● Task
Please output every one of the entries below word for word, keeping each line unchanged and in the same order.

(Collected data)

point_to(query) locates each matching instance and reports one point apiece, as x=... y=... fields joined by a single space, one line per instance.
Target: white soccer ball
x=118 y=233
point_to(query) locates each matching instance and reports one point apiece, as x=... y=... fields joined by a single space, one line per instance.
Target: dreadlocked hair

● Full response
point_to(query) locates each matching instance and reports one point apiece, as x=... y=... fields joined by a single space, one line per instance.
Target: white soccer ball
x=118 y=233
point_to(query) locates each matching instance and reports one point apiece, as x=... y=... fields joined by a single space, one line per instance.
Target: dreadlocked hair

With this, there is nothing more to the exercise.